Records shown:
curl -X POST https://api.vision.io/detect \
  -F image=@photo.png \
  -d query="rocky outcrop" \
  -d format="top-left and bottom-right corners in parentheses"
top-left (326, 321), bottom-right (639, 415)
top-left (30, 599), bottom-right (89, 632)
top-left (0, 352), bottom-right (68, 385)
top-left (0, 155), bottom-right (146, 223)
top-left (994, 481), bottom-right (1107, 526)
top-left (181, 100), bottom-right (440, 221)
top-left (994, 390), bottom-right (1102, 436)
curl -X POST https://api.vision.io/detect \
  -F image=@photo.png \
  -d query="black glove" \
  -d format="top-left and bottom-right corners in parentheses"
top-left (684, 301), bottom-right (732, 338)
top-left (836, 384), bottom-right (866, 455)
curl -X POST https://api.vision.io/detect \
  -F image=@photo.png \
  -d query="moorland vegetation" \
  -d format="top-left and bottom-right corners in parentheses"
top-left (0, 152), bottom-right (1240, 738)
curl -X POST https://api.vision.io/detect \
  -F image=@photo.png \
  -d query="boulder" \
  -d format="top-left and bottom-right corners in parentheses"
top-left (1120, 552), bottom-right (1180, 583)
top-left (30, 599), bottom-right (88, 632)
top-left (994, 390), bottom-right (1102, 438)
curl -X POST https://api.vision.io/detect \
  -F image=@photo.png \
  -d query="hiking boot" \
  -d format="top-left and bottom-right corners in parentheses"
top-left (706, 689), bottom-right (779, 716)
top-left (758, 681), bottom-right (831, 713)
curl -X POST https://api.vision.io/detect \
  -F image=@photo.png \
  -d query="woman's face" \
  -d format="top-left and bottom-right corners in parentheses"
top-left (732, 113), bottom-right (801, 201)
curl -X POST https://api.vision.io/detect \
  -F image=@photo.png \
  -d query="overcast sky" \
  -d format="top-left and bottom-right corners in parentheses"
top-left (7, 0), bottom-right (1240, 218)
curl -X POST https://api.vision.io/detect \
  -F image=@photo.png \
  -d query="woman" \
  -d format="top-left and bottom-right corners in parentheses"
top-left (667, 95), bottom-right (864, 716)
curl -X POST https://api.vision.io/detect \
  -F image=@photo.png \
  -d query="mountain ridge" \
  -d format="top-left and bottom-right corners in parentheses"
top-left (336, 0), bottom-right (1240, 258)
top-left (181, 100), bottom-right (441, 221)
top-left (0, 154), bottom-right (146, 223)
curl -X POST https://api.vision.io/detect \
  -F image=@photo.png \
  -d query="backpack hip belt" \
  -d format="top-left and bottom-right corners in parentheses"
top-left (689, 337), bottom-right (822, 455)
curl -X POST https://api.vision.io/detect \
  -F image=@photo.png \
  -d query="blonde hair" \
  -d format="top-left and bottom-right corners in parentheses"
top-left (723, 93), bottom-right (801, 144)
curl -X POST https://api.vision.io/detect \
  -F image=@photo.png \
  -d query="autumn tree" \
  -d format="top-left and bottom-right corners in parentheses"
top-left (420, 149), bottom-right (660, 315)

What to produce:
Reproduce all of the entries above line for line, keeping every character unchanged.

Output below:
curl -X POST https://api.vision.io/detect \
  -F image=@photo.png \
  -d query="rocky outcrop" \
  -d format="top-left and bottom-right corners in parentheses"
top-left (326, 321), bottom-right (639, 415)
top-left (30, 599), bottom-right (89, 632)
top-left (0, 352), bottom-right (68, 385)
top-left (0, 155), bottom-right (146, 223)
top-left (994, 481), bottom-right (1107, 526)
top-left (181, 100), bottom-right (440, 221)
top-left (994, 390), bottom-right (1102, 436)
curl -X POST https://api.vision.io/detect \
  -F image=@photo.png \
  -d query="black glove" \
  -d format="top-left and bottom-right corners in parentheses"
top-left (684, 301), bottom-right (732, 338)
top-left (836, 384), bottom-right (866, 455)
curl -X POST https://api.vision.io/detect \
  -F image=@photo.png \
  -d query="moorland vegetation" \
  -d format="top-left and bottom-right corners in parentheses"
top-left (0, 152), bottom-right (1240, 738)
curl -X POST https://api.vision.io/detect \
  -F image=@photo.png \
  -d query="boulder" \
  -d format="top-left and bottom-right corners in parentheses"
top-left (1120, 552), bottom-right (1180, 583)
top-left (30, 599), bottom-right (88, 632)
top-left (994, 390), bottom-right (1102, 438)
curl -X POST https://api.vision.io/detect \
  -F image=@photo.png \
  -d query="hiking boot" \
  -d format="top-left and bottom-right corners in parentheses"
top-left (706, 689), bottom-right (779, 716)
top-left (758, 681), bottom-right (831, 713)
curl -X POST https://api.vision.io/detect \
  -F image=@photo.png \
  -d query="woman's face" \
  -d format="top-left and bottom-right corners in parentheses"
top-left (732, 113), bottom-right (801, 201)
curl -X POST https://api.vision.io/detect \
  -F image=@photo.png \
  -d query="overcast sky" \
  -d format="top-left and bottom-right corners in parentheses"
top-left (7, 0), bottom-right (1240, 218)
curl -X POST https://api.vision.io/detect \
  -F image=@photo.png \
  -d query="woman" \
  -d format="top-left and bottom-right corners in parentheses"
top-left (667, 95), bottom-right (864, 716)
curl -X POST https://api.vision.io/detect \
  -F image=@photo.png \
  -d query="mountain ridge" \
  -d format="top-left and bottom-right corners in parentheses"
top-left (336, 0), bottom-right (1240, 258)
top-left (181, 100), bottom-right (441, 221)
top-left (0, 154), bottom-right (146, 223)
curl -X POST https://api.vision.io/detect \
  -F image=@photo.png \
  -d query="backpack hip belt" \
  -d format="top-left and bottom-right corners in parentheses"
top-left (689, 337), bottom-right (822, 455)
curl -X POST https://api.vision.io/detect \
  -F image=@photo.png \
  -d query="blonde hair" \
  -d format="top-left and bottom-right corners in parentheses"
top-left (723, 93), bottom-right (801, 144)
curl -X POST https://api.vision.io/detect \
  -F image=@photo.png \
  -d query="autumn tree" \
  -d format="top-left and bottom-right corners in parentheses"
top-left (420, 149), bottom-right (660, 315)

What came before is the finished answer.